= Exercise goal =
Pictures within the data are to be left out; everything else must be reproduced exactly.

= Exercise inputs =
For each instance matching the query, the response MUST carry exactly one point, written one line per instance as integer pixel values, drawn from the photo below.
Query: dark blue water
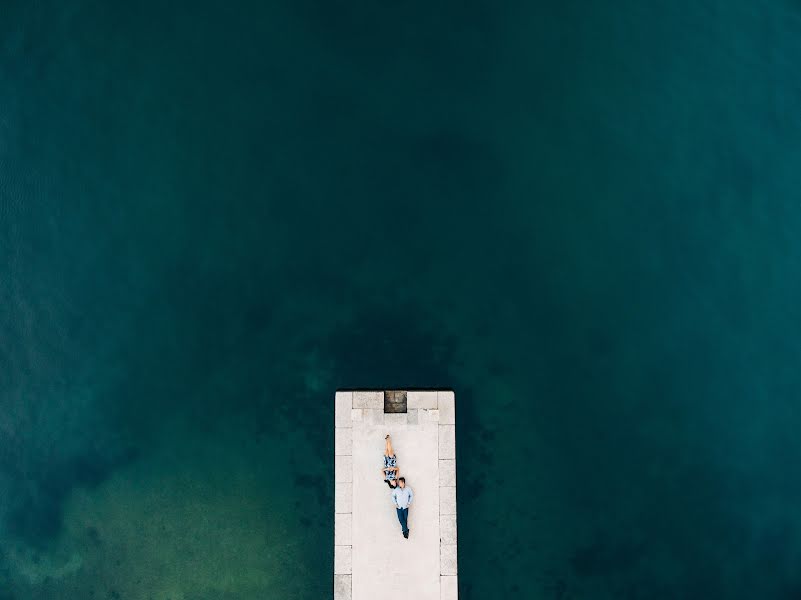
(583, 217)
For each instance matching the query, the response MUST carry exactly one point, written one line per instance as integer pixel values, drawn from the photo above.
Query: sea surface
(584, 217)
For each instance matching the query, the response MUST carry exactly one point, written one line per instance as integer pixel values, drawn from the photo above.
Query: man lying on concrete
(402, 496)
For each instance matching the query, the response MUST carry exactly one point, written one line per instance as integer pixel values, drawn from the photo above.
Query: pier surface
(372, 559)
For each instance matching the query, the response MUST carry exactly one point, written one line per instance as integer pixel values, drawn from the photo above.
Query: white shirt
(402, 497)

= Solution below =
For each instance matching the query, the response MUST carry exactly one point, written one line per instance as integer pixel values, drawn from the photo below.
Query: dark blue water
(583, 217)
For each instance matching the query, the response MUST carry exactly one point, written one line per instance as integer pixel values, drawn from the photo above.
Query: sea surface
(584, 217)
For each instance matching the query, the response MUST carry exactly one point, written one line per instance as integer pixel values, drawn from the photo above.
Query: man lying on concrete
(402, 496)
For each instance matching the query, the response MUST carry exactly one point, written one line per instance as integer pixel values, drawn from the photo above.
Query: pier surface
(372, 559)
For each instance matching the query, the response MUST carry exactly one point, written one line per instance as integer pixel values, drawn from the photo above.
Query: white shirt
(402, 497)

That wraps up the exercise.